Written task –
Beginning at the line that contains "Point to the crouching", reproduce every line to the end of the material without changing any of them.
--- Extracted entries ---
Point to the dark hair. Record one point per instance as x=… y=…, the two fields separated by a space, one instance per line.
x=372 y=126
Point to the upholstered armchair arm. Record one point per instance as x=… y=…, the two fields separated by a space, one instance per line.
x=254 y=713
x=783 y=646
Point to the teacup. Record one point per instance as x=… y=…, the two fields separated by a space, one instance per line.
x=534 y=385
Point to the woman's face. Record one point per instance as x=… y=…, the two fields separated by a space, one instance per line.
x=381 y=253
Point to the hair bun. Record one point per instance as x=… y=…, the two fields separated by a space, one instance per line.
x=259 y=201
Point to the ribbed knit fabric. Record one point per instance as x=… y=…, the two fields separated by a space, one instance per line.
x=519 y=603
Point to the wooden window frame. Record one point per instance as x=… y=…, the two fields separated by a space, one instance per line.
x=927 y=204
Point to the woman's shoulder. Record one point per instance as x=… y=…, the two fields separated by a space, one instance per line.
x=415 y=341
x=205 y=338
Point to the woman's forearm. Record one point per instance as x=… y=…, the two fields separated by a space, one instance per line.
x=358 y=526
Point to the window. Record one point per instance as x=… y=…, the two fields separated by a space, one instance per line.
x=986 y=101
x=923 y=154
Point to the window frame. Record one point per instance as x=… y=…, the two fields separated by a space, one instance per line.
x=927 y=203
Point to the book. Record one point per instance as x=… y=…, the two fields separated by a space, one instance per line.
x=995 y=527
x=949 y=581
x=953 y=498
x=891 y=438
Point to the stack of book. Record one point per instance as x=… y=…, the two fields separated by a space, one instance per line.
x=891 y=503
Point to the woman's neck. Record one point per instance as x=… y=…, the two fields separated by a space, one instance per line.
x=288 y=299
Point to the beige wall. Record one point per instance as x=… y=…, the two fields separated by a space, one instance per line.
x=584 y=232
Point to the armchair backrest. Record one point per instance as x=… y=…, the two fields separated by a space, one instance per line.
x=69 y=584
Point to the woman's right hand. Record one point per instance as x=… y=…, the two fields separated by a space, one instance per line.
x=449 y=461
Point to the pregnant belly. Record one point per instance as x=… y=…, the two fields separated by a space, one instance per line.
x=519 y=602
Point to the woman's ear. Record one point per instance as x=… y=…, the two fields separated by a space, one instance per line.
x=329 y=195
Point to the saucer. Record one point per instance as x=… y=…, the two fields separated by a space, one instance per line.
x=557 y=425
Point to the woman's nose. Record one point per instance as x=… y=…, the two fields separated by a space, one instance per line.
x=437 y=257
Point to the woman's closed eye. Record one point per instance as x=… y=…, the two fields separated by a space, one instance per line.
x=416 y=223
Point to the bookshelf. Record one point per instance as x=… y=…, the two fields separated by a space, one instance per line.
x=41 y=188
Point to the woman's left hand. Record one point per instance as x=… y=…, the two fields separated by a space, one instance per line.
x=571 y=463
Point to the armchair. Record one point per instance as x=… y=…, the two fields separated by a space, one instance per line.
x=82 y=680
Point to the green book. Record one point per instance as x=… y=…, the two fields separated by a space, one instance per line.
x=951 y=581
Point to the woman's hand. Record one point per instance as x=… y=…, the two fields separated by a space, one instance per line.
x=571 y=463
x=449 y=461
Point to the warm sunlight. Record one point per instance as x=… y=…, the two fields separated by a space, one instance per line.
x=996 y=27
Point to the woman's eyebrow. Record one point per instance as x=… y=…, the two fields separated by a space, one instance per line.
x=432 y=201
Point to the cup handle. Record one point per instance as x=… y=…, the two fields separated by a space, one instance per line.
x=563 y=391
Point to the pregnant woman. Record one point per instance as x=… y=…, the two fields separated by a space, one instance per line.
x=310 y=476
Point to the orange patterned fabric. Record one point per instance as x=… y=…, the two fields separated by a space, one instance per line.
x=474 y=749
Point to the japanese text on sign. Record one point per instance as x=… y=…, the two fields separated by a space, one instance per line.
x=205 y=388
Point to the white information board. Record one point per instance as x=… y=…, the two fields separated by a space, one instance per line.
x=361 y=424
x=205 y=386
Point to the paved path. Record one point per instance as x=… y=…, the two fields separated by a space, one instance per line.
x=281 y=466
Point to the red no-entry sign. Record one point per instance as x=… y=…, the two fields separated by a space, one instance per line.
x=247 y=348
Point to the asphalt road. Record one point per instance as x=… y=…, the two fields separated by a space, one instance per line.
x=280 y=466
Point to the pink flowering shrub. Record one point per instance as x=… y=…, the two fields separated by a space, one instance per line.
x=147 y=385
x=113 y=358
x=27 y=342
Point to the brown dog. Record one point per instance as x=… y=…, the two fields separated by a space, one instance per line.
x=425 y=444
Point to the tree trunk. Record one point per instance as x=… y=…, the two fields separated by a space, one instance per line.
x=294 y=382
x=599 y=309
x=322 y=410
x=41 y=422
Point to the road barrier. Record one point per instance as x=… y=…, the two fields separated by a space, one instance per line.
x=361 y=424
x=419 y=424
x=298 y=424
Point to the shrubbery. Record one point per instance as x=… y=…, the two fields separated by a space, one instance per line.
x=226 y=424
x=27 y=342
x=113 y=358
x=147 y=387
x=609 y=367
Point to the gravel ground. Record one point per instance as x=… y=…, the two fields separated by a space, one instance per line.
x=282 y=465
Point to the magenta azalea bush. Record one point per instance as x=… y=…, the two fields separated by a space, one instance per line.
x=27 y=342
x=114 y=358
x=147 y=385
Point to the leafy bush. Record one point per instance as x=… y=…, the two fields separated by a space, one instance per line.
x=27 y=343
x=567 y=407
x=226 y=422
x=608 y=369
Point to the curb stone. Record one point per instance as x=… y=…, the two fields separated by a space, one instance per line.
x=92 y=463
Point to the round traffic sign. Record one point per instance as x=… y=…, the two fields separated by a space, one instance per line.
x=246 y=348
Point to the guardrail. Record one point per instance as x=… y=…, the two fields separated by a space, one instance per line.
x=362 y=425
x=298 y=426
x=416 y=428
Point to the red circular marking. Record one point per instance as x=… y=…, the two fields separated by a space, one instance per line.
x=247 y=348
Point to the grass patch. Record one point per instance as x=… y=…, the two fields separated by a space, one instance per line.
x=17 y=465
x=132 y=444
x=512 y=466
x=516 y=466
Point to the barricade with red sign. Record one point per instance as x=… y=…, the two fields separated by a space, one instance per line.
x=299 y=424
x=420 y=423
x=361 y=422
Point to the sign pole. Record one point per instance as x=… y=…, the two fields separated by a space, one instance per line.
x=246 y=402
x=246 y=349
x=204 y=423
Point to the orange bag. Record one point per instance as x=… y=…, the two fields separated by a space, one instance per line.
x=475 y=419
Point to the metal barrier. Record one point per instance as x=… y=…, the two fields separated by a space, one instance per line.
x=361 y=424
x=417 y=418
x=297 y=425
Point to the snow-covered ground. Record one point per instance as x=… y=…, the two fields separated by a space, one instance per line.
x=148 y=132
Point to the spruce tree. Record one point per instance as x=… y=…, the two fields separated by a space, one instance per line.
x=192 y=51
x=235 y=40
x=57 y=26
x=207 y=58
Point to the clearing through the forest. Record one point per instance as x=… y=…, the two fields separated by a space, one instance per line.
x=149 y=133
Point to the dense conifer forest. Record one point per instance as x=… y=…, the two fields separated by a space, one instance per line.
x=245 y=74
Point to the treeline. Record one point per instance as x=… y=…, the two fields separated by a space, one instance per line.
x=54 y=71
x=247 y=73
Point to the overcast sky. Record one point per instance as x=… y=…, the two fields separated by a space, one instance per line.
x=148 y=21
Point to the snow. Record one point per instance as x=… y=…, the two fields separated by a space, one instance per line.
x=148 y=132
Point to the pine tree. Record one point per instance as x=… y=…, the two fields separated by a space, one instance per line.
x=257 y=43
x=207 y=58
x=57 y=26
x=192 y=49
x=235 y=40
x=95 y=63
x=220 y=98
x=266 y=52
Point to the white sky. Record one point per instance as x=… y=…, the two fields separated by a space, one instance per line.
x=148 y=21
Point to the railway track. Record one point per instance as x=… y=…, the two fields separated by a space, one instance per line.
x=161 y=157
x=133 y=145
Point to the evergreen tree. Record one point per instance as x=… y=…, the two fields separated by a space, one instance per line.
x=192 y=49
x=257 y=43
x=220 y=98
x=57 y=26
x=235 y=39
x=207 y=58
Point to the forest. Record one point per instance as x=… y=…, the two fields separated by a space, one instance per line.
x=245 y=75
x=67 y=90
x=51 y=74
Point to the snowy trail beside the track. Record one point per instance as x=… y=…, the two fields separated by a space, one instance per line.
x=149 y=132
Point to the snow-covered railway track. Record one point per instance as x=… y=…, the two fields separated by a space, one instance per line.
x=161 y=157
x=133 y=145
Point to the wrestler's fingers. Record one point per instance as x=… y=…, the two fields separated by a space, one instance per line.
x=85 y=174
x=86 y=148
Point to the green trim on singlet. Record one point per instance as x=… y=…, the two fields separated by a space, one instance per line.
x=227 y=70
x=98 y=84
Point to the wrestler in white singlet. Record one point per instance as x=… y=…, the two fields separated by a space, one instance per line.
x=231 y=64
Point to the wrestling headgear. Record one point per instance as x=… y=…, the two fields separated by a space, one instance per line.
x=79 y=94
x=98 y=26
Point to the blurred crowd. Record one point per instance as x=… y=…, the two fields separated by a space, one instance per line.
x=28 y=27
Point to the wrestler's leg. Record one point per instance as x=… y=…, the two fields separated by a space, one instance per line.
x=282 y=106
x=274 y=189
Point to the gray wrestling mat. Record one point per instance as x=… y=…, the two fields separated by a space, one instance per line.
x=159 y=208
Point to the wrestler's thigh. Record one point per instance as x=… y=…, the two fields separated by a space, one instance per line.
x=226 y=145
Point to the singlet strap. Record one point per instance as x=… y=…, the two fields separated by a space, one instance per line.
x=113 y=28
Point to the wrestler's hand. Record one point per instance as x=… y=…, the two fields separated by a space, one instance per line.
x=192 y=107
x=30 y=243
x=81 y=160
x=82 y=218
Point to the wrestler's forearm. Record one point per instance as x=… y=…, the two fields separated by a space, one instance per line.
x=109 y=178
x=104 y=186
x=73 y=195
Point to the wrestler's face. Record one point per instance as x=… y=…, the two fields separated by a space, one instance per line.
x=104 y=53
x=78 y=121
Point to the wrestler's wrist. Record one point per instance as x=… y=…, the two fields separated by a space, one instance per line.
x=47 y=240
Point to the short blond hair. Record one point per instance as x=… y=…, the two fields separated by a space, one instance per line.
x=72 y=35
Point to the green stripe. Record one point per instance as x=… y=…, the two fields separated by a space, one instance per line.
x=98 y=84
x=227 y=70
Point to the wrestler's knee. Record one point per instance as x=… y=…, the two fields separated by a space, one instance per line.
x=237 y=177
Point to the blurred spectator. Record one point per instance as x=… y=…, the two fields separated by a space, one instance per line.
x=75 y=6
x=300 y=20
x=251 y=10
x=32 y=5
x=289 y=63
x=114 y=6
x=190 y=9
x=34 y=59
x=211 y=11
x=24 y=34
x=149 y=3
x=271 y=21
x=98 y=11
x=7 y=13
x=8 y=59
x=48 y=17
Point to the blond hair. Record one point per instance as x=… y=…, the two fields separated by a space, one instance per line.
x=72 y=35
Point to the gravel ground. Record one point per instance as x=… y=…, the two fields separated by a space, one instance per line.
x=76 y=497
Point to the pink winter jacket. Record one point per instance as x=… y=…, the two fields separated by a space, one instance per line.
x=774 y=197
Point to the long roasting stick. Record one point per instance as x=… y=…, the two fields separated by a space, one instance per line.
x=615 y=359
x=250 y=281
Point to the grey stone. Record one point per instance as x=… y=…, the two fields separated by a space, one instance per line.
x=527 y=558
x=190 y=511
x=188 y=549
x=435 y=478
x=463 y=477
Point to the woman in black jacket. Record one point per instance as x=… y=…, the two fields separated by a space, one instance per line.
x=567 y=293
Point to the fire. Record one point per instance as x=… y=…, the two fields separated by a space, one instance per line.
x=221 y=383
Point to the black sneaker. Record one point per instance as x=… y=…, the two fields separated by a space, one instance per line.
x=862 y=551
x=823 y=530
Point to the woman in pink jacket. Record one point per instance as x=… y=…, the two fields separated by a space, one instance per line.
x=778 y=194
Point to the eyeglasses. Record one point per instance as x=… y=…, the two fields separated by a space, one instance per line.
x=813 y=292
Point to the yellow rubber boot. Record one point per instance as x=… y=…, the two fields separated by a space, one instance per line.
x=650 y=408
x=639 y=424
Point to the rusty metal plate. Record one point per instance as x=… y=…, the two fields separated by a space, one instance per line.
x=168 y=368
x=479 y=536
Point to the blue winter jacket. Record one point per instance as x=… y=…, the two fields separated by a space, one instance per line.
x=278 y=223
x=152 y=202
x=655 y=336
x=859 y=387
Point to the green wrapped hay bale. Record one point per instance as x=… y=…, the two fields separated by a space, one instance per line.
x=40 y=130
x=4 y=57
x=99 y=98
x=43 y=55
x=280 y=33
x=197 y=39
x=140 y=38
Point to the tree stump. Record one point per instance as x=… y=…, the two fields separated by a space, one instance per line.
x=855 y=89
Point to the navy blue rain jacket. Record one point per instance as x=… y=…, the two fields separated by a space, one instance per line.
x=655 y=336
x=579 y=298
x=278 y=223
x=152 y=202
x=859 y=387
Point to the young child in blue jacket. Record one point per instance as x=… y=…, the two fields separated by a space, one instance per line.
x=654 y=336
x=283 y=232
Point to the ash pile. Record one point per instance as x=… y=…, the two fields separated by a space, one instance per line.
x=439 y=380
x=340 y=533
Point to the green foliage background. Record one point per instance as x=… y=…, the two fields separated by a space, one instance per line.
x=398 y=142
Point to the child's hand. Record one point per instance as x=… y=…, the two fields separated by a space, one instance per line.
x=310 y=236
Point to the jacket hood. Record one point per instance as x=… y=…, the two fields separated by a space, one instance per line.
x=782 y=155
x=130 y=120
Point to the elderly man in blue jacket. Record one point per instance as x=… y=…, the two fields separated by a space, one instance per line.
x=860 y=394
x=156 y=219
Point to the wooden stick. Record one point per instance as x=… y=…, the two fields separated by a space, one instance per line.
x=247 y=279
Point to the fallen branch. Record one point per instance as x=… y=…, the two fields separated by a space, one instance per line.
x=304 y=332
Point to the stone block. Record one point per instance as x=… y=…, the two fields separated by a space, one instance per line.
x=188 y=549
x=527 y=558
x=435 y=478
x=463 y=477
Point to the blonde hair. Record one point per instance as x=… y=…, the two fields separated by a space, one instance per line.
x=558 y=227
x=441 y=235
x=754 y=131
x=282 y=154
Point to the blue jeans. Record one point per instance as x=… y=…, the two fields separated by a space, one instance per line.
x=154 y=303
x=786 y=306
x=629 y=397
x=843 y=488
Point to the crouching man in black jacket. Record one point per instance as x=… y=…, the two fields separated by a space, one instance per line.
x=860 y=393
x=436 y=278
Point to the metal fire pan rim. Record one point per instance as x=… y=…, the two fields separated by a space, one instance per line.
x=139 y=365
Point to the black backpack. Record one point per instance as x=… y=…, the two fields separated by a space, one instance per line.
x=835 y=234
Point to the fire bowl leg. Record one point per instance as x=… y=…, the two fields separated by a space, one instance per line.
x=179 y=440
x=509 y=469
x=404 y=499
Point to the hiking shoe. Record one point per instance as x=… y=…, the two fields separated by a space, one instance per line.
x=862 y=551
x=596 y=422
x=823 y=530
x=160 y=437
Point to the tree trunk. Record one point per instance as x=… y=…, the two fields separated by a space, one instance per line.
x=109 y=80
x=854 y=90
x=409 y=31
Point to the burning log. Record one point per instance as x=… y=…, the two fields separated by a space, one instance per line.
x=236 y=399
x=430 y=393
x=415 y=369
---
Output of the task –
Point to the crouching man in black jacket. Record one point per instance as x=… y=…, the two fields separated by a space, one instance per line.
x=860 y=393
x=436 y=278
Point to the metal fire pan rim. Record one point per instance as x=… y=…, the two fields separated by a space, one instance per line.
x=139 y=365
Point to the black backpack. Record one point per instance as x=… y=…, the two fields separated by a space, one instance per line.
x=835 y=234
Point to the fire bowl leg. Record one point per instance as x=… y=…, the two fields separated by a space, one instance per line.
x=179 y=440
x=509 y=469
x=404 y=499
Point to the hiking shoe. Record one point per instance as x=… y=…, the two fields separated by a space, one instance per line.
x=862 y=551
x=596 y=422
x=823 y=530
x=160 y=437
Point to the tree trunk. Record one point per instance as x=… y=…, the two fields separated by a space, one instance per line.
x=109 y=80
x=854 y=90
x=409 y=31
Point to the burning log. Record one point per instance as x=… y=…, the two fields separated by a space, one instance per line.
x=236 y=399
x=430 y=393
x=415 y=369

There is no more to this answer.